[Point localization data]
========================================

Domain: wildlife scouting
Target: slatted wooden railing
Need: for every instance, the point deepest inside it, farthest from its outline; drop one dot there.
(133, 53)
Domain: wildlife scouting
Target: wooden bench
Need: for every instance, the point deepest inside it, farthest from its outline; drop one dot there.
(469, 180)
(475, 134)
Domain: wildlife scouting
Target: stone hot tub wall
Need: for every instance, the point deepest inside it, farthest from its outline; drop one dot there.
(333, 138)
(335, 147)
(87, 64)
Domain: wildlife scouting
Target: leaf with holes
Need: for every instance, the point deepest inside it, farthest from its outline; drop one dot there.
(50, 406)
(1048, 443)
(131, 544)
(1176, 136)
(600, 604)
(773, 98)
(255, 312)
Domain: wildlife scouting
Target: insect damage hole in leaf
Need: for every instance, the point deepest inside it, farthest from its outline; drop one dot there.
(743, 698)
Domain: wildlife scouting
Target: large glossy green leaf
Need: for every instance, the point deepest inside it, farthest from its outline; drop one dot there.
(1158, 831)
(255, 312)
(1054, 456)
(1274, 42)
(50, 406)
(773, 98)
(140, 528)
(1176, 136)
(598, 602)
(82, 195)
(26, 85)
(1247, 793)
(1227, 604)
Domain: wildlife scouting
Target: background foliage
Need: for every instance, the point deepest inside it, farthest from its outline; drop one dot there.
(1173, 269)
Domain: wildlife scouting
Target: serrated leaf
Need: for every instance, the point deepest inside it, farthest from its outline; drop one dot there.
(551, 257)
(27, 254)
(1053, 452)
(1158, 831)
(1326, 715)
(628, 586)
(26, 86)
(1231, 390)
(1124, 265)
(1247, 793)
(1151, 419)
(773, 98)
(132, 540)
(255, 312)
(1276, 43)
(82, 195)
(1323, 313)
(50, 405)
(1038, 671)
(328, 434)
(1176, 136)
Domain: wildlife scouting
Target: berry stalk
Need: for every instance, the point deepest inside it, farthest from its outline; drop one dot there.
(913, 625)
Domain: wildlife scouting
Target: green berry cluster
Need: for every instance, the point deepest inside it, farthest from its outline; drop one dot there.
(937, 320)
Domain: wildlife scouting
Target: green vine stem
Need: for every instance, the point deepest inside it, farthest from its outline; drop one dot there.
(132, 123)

========================================

■ Action item ■
Lines in the data that hold "leaf" must be located and copied.

■ Response to this exercise ■
Target: leaf with holes
Target: insect damage hole in leaf
Target: large glossy green leaf
Target: serrated leaf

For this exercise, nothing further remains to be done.